* [Given instruction] Please rewrite the records below, changing each "Mark the region" to "Outline the area" and keeping every other part the same.

* [Records]
* Start *

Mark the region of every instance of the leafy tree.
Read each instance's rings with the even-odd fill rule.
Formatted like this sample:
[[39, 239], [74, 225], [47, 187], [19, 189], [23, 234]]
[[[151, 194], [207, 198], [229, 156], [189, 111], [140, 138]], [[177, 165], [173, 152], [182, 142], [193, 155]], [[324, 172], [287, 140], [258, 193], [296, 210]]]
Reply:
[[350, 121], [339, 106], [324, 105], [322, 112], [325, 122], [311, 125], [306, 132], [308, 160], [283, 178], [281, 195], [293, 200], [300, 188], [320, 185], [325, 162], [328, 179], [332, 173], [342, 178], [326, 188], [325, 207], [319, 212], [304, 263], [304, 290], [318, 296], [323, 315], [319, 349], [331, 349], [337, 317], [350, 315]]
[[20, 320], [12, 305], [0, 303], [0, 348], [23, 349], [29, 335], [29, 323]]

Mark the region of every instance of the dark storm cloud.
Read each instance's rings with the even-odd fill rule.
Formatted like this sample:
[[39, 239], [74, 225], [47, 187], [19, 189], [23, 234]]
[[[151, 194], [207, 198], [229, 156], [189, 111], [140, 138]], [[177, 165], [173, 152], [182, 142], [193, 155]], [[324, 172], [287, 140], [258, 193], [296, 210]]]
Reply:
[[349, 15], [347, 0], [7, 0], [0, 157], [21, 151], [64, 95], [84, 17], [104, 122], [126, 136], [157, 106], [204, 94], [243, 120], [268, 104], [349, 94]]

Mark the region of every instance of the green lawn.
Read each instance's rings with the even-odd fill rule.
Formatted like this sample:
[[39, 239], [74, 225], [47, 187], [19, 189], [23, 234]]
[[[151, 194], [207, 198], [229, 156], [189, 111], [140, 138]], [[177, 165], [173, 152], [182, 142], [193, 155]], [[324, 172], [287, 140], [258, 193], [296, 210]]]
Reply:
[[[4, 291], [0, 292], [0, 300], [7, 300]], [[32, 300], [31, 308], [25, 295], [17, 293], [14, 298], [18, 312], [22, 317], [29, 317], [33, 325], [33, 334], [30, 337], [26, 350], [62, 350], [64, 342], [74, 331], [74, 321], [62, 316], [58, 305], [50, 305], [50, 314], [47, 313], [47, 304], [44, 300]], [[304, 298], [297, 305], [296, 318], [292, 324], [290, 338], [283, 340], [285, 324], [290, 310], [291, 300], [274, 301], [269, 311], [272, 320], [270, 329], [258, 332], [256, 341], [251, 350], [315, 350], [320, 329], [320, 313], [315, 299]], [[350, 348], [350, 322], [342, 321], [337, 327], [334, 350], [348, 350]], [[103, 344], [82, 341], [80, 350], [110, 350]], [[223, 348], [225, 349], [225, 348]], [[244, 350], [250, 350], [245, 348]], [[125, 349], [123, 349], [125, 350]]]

* End *

* [Worked answer]
Outline the area of every instance of the leafy tree.
Read each instance's rings with the even-odd fill rule.
Formatted like this sample:
[[39, 239], [74, 225], [47, 187], [19, 189], [23, 234]]
[[[151, 194], [207, 198], [229, 156], [189, 111], [140, 138]], [[177, 165], [173, 152], [182, 142], [193, 155]], [[324, 172], [287, 140], [258, 193], [296, 210]]]
Reply:
[[350, 121], [339, 106], [324, 105], [322, 112], [325, 122], [311, 125], [306, 132], [308, 160], [283, 178], [281, 195], [293, 200], [300, 188], [320, 185], [325, 162], [328, 179], [332, 173], [342, 178], [326, 188], [325, 207], [319, 212], [304, 263], [304, 290], [318, 296], [323, 315], [319, 349], [331, 349], [337, 317], [350, 315]]
[[20, 320], [12, 305], [0, 303], [0, 348], [23, 349], [29, 335], [29, 323]]

Outline the area of every instance of the dark storm cloud.
Read each instance's rings with the even-odd fill rule.
Formatted like this sample:
[[39, 239], [74, 225], [47, 187], [19, 189], [23, 234]]
[[[151, 194], [207, 198], [229, 156], [189, 111], [140, 138]], [[177, 165], [173, 152], [182, 142], [193, 155]], [[324, 172], [287, 140], [258, 193], [296, 210]]]
Reply:
[[349, 15], [347, 0], [7, 0], [0, 157], [21, 151], [64, 95], [84, 17], [104, 122], [126, 136], [157, 106], [204, 94], [243, 120], [268, 104], [349, 94]]

Outline the area of every instance of the green lawn.
Read each instance's rings with the even-odd fill rule.
Formatted like this sample:
[[39, 239], [74, 225], [47, 187], [19, 189], [23, 234]]
[[[151, 194], [207, 198], [229, 156], [189, 111], [140, 138]], [[177, 165], [173, 152], [182, 142], [193, 155]], [[324, 172], [287, 140], [258, 193], [296, 210]]]
Reply:
[[[4, 291], [0, 292], [0, 300], [7, 300]], [[32, 300], [31, 308], [25, 295], [17, 293], [14, 298], [18, 312], [22, 317], [29, 317], [33, 325], [33, 334], [30, 337], [26, 350], [62, 350], [64, 342], [74, 331], [74, 321], [62, 316], [58, 305], [50, 305], [50, 314], [47, 313], [47, 304], [44, 300]], [[304, 298], [297, 305], [296, 318], [292, 324], [290, 338], [283, 340], [285, 324], [290, 310], [291, 300], [274, 301], [269, 311], [272, 320], [270, 329], [258, 332], [256, 341], [251, 350], [315, 350], [320, 329], [320, 313], [315, 299]], [[350, 348], [350, 322], [342, 321], [337, 327], [334, 350], [348, 350]], [[103, 344], [82, 341], [80, 350], [110, 350]], [[223, 348], [225, 349], [225, 348]], [[244, 350], [250, 350], [245, 348]], [[125, 349], [123, 349], [125, 350]]]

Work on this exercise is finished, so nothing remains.